> EXERCISE BRIEF: Report back the lines in this listing that carry the string "railing".

> INPUT RECORDS:
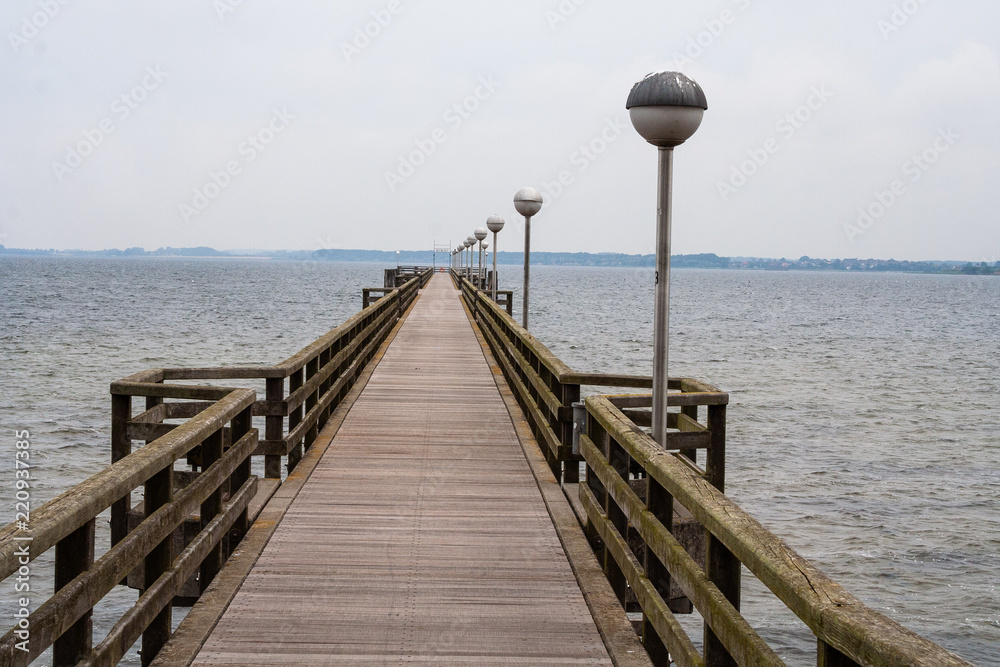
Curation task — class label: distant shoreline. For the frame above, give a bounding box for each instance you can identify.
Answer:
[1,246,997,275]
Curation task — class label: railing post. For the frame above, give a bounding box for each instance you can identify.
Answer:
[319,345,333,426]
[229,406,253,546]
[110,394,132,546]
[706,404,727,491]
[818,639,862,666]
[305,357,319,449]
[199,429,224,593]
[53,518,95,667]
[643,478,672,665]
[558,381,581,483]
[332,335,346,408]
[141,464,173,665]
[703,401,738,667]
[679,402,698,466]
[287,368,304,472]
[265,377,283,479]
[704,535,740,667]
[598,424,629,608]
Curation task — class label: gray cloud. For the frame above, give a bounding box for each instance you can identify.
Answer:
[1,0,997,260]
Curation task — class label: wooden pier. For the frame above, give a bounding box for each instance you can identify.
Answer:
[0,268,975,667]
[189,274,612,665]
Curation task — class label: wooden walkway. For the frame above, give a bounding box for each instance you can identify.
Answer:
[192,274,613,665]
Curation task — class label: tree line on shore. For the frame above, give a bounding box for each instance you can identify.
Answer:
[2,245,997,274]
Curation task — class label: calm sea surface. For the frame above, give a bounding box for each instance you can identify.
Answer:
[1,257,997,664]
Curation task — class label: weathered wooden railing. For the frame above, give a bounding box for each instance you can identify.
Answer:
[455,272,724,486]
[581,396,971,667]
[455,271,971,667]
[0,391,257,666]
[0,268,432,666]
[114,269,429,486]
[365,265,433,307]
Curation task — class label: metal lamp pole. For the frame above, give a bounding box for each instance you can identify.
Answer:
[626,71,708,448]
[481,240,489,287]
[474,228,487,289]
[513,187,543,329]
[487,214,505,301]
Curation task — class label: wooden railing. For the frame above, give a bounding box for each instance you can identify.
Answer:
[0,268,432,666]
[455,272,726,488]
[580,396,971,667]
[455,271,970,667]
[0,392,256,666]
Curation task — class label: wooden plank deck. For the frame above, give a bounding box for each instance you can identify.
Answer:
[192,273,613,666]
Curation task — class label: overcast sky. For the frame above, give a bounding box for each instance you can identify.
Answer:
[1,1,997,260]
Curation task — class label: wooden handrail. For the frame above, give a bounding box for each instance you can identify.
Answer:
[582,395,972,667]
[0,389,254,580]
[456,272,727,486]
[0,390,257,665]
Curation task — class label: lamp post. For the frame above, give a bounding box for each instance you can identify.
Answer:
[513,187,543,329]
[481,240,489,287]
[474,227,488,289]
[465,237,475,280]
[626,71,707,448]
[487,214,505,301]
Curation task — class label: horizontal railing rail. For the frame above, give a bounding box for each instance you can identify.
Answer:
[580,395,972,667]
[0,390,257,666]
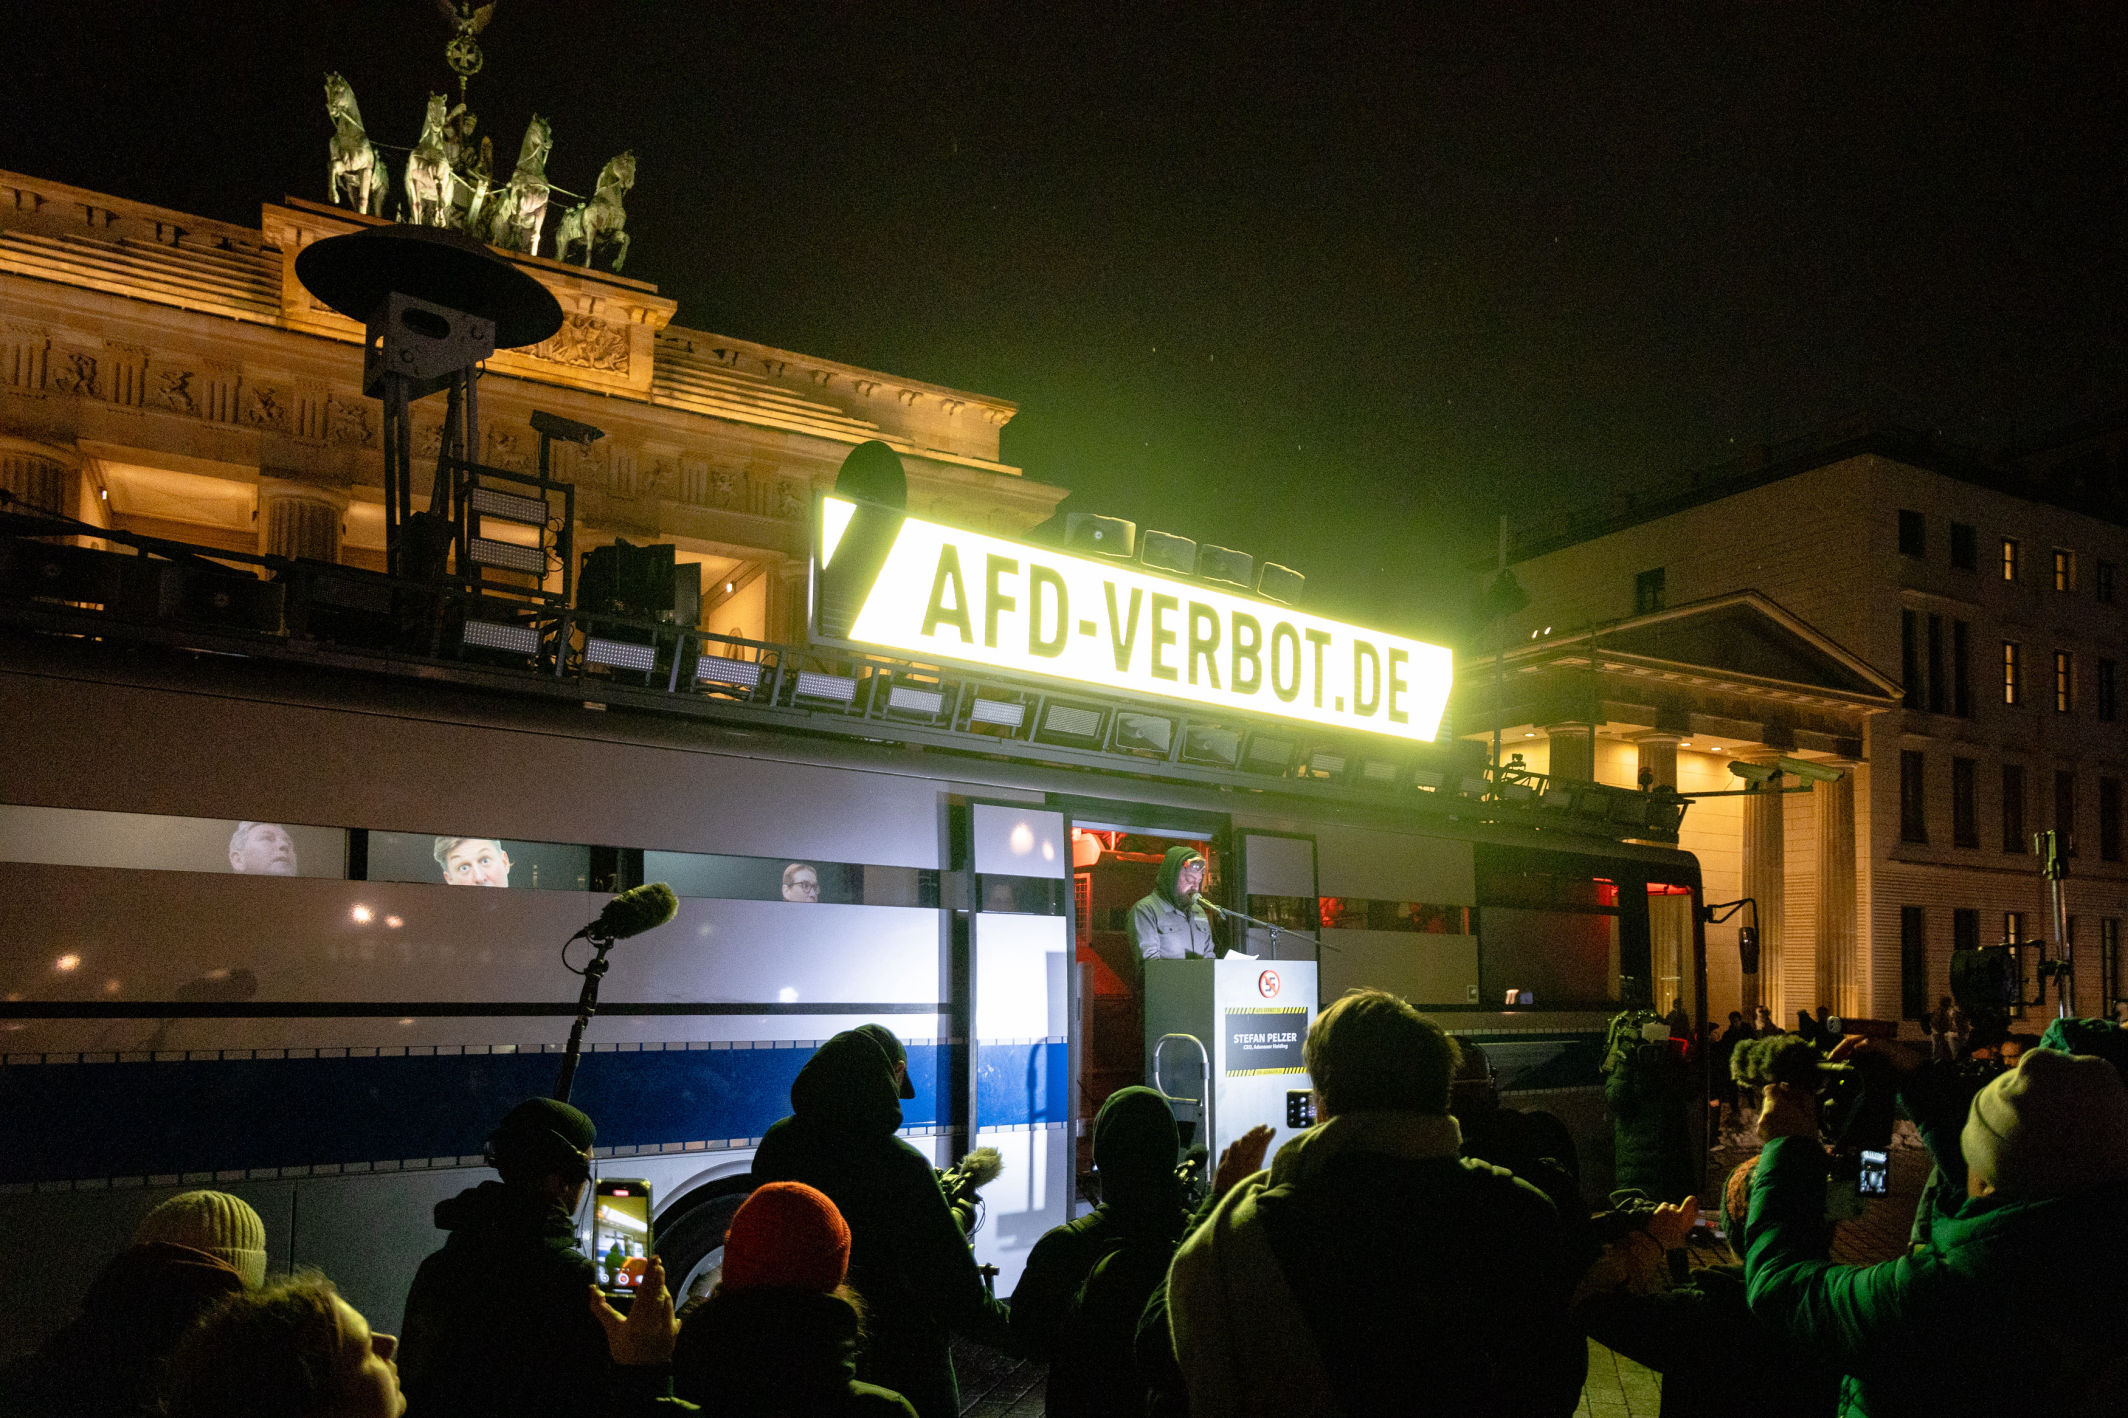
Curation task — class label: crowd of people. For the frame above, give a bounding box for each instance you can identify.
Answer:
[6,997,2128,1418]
...
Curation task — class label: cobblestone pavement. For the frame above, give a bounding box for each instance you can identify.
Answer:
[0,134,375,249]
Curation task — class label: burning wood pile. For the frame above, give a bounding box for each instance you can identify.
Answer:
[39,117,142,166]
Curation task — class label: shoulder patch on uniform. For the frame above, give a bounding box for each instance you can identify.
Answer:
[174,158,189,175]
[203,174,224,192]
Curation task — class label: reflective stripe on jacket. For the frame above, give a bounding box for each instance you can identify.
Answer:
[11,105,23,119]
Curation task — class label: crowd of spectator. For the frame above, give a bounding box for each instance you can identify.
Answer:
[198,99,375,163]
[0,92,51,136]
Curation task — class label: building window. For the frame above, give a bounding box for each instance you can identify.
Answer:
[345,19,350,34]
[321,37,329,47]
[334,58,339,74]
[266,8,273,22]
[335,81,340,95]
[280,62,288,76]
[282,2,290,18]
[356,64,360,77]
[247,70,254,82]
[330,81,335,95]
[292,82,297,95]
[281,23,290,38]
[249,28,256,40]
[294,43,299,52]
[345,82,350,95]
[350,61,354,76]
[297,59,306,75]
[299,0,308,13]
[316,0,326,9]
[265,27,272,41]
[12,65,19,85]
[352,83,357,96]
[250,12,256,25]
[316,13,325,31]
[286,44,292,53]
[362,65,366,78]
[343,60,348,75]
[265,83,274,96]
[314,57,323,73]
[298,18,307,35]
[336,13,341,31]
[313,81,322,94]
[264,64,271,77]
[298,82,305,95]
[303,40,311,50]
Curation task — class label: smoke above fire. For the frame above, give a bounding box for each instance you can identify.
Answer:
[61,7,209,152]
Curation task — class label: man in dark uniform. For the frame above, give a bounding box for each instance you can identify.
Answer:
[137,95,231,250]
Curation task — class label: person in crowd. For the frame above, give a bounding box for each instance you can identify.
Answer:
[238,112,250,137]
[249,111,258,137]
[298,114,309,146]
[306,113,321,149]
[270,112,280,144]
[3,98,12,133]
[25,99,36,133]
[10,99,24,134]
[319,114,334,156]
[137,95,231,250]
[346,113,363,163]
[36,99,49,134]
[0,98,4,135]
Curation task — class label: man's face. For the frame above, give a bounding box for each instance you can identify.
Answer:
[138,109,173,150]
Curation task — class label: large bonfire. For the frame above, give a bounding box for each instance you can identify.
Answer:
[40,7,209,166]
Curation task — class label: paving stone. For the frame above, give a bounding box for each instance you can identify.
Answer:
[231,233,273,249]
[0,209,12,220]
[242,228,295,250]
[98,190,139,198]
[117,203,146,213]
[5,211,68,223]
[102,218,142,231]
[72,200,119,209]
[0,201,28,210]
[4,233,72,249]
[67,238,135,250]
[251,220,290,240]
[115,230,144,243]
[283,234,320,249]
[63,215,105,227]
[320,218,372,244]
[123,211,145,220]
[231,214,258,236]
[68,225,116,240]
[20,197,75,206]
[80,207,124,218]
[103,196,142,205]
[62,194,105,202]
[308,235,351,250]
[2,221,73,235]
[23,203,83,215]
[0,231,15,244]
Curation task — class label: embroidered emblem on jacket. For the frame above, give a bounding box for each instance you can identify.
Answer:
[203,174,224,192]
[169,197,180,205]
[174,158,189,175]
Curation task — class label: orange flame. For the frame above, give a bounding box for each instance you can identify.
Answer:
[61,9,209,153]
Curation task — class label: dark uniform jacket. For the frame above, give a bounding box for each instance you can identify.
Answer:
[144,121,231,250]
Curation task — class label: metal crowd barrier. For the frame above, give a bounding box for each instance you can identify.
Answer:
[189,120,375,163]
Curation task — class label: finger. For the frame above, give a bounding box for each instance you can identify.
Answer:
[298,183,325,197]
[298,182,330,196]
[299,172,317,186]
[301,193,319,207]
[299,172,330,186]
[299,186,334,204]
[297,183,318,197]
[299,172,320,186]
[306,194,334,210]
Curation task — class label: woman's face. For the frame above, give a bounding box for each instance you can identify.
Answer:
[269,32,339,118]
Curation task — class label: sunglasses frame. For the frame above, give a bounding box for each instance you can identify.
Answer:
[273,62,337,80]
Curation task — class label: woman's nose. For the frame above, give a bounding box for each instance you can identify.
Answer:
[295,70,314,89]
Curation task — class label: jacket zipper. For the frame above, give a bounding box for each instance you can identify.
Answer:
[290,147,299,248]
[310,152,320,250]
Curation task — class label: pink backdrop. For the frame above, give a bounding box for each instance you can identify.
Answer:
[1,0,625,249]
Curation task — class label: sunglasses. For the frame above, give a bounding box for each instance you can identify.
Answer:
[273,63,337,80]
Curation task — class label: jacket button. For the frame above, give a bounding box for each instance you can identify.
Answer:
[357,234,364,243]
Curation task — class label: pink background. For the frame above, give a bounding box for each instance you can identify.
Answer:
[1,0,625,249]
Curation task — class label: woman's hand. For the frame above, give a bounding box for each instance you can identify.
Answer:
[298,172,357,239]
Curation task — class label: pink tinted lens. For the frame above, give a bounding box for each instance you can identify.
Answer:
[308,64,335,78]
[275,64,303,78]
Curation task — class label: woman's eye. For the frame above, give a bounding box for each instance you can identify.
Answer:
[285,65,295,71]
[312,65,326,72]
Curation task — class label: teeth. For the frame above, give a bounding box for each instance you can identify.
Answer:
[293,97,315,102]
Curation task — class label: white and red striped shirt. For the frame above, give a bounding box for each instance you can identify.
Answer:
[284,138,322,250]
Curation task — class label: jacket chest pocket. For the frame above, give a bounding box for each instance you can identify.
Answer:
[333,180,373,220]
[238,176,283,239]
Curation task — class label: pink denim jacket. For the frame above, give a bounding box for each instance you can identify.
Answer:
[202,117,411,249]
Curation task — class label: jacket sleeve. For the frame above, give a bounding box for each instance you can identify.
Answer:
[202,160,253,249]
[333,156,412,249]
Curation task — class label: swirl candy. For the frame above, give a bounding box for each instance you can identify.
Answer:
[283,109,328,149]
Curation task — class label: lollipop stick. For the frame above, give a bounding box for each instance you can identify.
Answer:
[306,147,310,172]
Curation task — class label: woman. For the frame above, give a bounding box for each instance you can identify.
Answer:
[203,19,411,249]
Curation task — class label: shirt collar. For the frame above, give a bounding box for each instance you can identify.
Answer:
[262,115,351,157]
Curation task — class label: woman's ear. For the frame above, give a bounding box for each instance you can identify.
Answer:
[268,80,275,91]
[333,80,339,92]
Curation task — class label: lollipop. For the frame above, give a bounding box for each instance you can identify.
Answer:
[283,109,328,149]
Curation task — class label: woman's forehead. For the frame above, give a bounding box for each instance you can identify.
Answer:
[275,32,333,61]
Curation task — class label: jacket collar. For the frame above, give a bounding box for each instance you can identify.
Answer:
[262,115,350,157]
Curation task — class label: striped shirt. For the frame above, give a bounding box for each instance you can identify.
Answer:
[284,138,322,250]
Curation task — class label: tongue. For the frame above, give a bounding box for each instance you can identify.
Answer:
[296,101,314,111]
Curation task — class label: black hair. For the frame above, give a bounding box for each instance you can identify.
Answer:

> ANSWER FOR THE TASK:
Curation task — class label: railing post. For the frame above, give a bounding box for each instance you can identify.
Curation task — class label: weathered wooden railing. For the frame above, give a bounding box for each instance you can identify.
Curation task — class label: wooden railing. For the frame above, give a bounding box for each instance you can identify.
Curation task — class label: horizontal railing rail. For the frame above, give a bounding box for each instance you can identify.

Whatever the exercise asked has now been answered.